- [TEXTAUSZUG]:
Die Linke wählt neue Doppelspitze und positioniert sich im Nahost-Konflikt
Pierre BaumDie Linke wählt neue Doppelspitze und positioniert sich im Nahost-Konflikt
Die Linke wählt neue Führung bei dreitägigem Parteitag in Potsdam
Auf einem dreitägigen Parteitag in Potsdam hat die Linke ihre neue Doppelspitze gewählt. Die Delegierten rangen zudem um eine gemeinsame Linie in der umstrittenen Frage des Israel-Palästina-Konflikts und der militärischen Operationen Israels im Gazastreifen. Die Veranstaltung markierte eine Weichenstellung für die künftige Rolle der Partei in der ostdeutschen Politik.
Ines Schwerdtner wurde mit etwa 86 Prozent der Stimmen als Parteivorsitzende wiedergewählt – ein besseres Ergebnis als bei ihrer ersten Wahl im vergangenen Jahr, als sie rund 80 Prozent erreichte. Diesmal trat sie ohne Gegenkandidatur an.
Luigi Pantisano übernahm den zweiten Vorsitz mit knapp über 53 Prozent Zustimmung. Er folgt auf Jan van Aken, der aus gesundheitlichen Gründen nicht mehr kandidierte. Wie Schwerdtner hatte auch Pantisano keine Konkurrenten bei der Abstimmung.
Der Parteitag offenbarten tiefe Gräben in der Haltung der Linken zum Vorgehen Israels im Gazakrieg. Nach langen Debatten einigten sich die Delegierten auf einen Kompromiss: In einer Abschlussresolution stuften sie die israelischen Militäroperationen offiziell als Völkermord ein.
Nun richtet die Partei ihren Blick auf die anstehenden Landtagswahlen in Ostdeutschland. Politikanalysten sehen sie als möglichen Königsmacher bei der Bildung neuer Regierungen.
Mit einer klaren Führungsspitze und einer definierten Position in einer umstrittenen Frage verlässt die Linke Potsdam. Schwerdtner und Pantisano stehen nun vor der Aufgabe, die Partei durch eine entscheidende Phase zu führen – ihr nächste Prüfstein wird die politische Landschaft im Osten sein.

Gespeicherte Einträge:
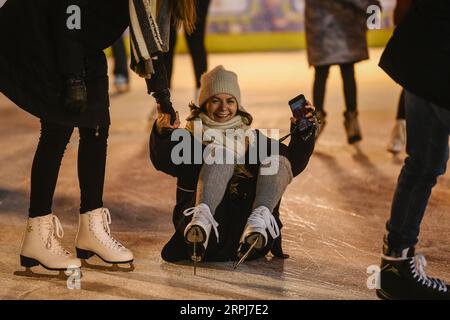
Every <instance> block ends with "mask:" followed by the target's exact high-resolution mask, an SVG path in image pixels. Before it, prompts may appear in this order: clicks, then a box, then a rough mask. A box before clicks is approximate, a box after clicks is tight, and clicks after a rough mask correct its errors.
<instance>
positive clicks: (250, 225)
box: [234, 206, 280, 269]
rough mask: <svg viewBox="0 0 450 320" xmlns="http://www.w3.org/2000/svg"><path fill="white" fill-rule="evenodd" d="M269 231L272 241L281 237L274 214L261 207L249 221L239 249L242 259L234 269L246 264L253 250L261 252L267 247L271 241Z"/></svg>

- [AUFGABE]:
Mit welchem Stimmenanteil wurde Ines Schwerdtner laut dem Bericht über den Linken-Parteitag als Parteivorsitzende wiedergewählt?

- [SCHRIFTLICHE LÖSUNG]:
Mit etwa 86 Prozent der Stimmen.